David Bowie had a very reserved, respectable childhood. Nothing really happened to me that one would consider freaky. I went to one of the first art-oriented high schools in England, where one could take an art course from the age of twelve, thirteen, as opposed to waiting until seventeen when you go to art school. So there was a strong bias toward art from when I was quite young.

I had a very excellent art teacher, Peter Frampton's father, who was an inspiration to all who where involved with him. It was an experiment for him to try to get us involved in art at a younger age. I think three-fourths of our class actually did go on to art school, which is a hell of a proportion. Some of us went straight into street jobs because we didn't really believe in ourselves as painters/artists, and I was one of those. I went into the visual side of an advertising agency. I was doing paste-up jobs and small designs for raincoats. It was awful. If all this goes down the drain, I can be on Madison Avenue with the best of them.

A lot of people have tried to analyze me in print, and it just gets in the way of my own conception of what I do and what I want to do. Early in the English period, when Tony Palmer decided the Beatles were art, the whole ball started rolling for home philosophy and the psychoanalysis of artists. It was far too ridiculous. I'm just a popular musician, and that's how I view myself.

But a lot of us in England did try to bring another dimension to rock. Roxy Music, T-Rex, Marc Bolan. In America there was Iggy Pop, who is radically different than the person he projects on stage. Also David Johansen from the New York Dolls, who was a pretty hip guy during that period. But up until that time, the attitude was "what you see is what you get." It seemed interesting to try to devise something different, like a musical where the artist onstage plays a part. Like the Ziggy Stardust character. He was half out of sci-fi rock and half out of Japanese theater. The clothes were simply outrageous, and nobody had seen anything like them before. The clothes were the brainchild of a well-known designer, at least he is now, Kansai Yamamoto. Extraordinary designer. He did all the Ziggy clothes. He contemporized the Japanese Kabuki look and made it work for rock'n'roll.


David Bowie's Seventies
Billboard Top 40 Singles


"Space Oddity"  2/73  #15
"Young Americans"  4/75  #28
"Fame"  8/75  #1
"Golden Years"  1/76  #10

I moved out of Ziggy fast enough so as not to get caught up by it. Most rock characters that one creates usually have a short life span. I don't think they're durable album after album. Don't want them to get too cartoony. The Ziggy thing was worth one or two albums, so after Aladdin Sane. I had to start thinking quickly about what I wanted to write, which came out as an abortive attempt to do 1984. Abortive because we couldn't get the rights from Mrs. Orwell. She saw her husband's work through a far more serious pair of eyes than I imagine we did. I got half the thing written before I thought, "I better go and ask her if I could continue this."

____

Your tasks.
- a) In the Bowie passage, who designed the clothes for the Ziggy Stardust character?
- b) Return, word for word, the part of the Bowie passage that opens with the words containing "I had a very" and closes with "best of them.".
The lines that come next are from a separate source, not the Bowie passage.

____

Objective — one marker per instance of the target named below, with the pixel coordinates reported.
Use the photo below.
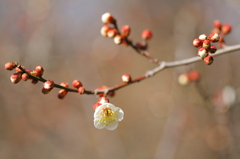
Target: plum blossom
(107, 116)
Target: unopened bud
(107, 18)
(25, 77)
(146, 35)
(226, 28)
(214, 37)
(193, 75)
(118, 39)
(104, 30)
(208, 60)
(62, 93)
(206, 44)
(96, 105)
(76, 84)
(34, 81)
(126, 78)
(81, 90)
(217, 24)
(64, 84)
(49, 84)
(15, 78)
(197, 42)
(11, 65)
(202, 37)
(112, 33)
(212, 49)
(183, 79)
(103, 100)
(39, 71)
(126, 30)
(202, 52)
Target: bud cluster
(186, 78)
(110, 30)
(221, 29)
(20, 75)
(206, 47)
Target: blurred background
(163, 120)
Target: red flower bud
(64, 84)
(193, 75)
(213, 49)
(202, 37)
(107, 18)
(214, 37)
(39, 71)
(126, 30)
(197, 42)
(208, 60)
(146, 35)
(202, 52)
(77, 84)
(104, 30)
(112, 33)
(226, 28)
(62, 93)
(15, 78)
(25, 77)
(206, 44)
(49, 84)
(102, 100)
(81, 90)
(118, 39)
(11, 65)
(126, 78)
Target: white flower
(107, 116)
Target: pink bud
(77, 83)
(146, 35)
(208, 60)
(49, 84)
(96, 105)
(107, 18)
(126, 30)
(193, 75)
(118, 39)
(217, 24)
(112, 33)
(202, 37)
(213, 49)
(15, 78)
(64, 84)
(62, 93)
(226, 28)
(206, 44)
(104, 30)
(11, 65)
(197, 42)
(81, 90)
(103, 100)
(126, 78)
(202, 52)
(39, 71)
(34, 81)
(183, 79)
(214, 37)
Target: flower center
(107, 116)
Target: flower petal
(98, 125)
(112, 125)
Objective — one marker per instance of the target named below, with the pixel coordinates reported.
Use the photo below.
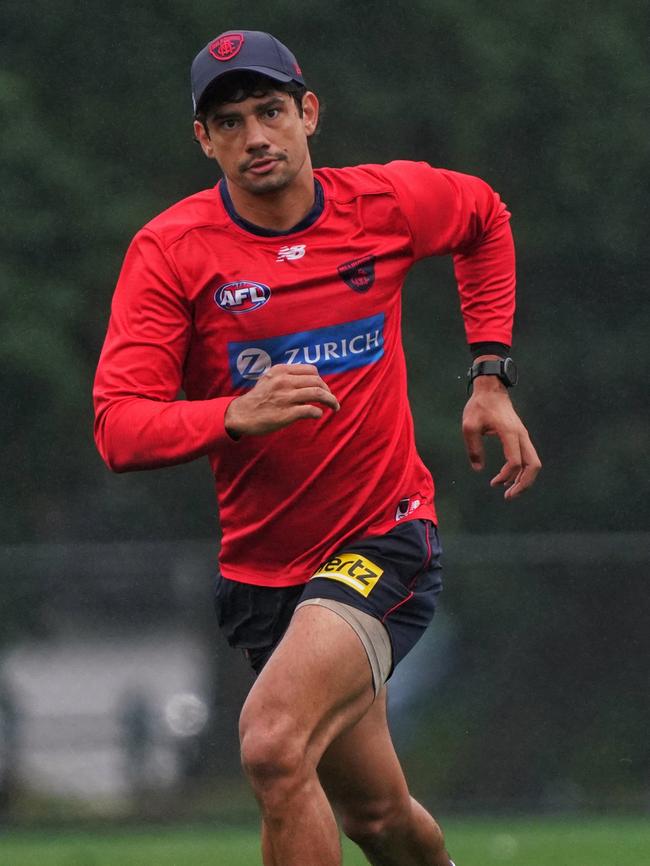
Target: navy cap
(235, 51)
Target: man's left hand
(489, 412)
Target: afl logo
(242, 296)
(226, 47)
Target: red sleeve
(457, 214)
(139, 423)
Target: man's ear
(310, 110)
(203, 139)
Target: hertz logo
(352, 569)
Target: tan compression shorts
(370, 631)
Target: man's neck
(281, 209)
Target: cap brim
(273, 74)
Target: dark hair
(238, 86)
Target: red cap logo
(228, 46)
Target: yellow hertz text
(352, 569)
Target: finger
(316, 395)
(474, 447)
(297, 413)
(513, 465)
(530, 470)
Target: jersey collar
(305, 222)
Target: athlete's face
(261, 143)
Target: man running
(273, 302)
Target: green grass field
(498, 842)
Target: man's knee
(272, 750)
(371, 822)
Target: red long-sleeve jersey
(205, 303)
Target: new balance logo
(290, 254)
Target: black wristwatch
(505, 369)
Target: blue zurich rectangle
(333, 349)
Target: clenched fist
(284, 394)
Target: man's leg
(363, 779)
(316, 685)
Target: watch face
(510, 371)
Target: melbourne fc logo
(242, 296)
(359, 274)
(226, 47)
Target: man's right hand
(284, 394)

____

Outputs by task.
- a) Kansai Yamamoto

- b)
I had a very excellent art teacher, Peter Frampton's father, who was an inspiration to all who where involved with him. It was an experiment for him to try to get us involved in art at a younger age. I think three-fourths of our class actually did go on to art school, which is a hell of a proportion. Some of us went straight into street jobs because we didn't really believe in ourselves as painters/artists, and I was one of those. I went into the visual side of an advertising agency. I was doing paste-up jobs and small designs for raincoats. It was awful. If all this goes down the drain, I can be on Madison Avenue with the best of them.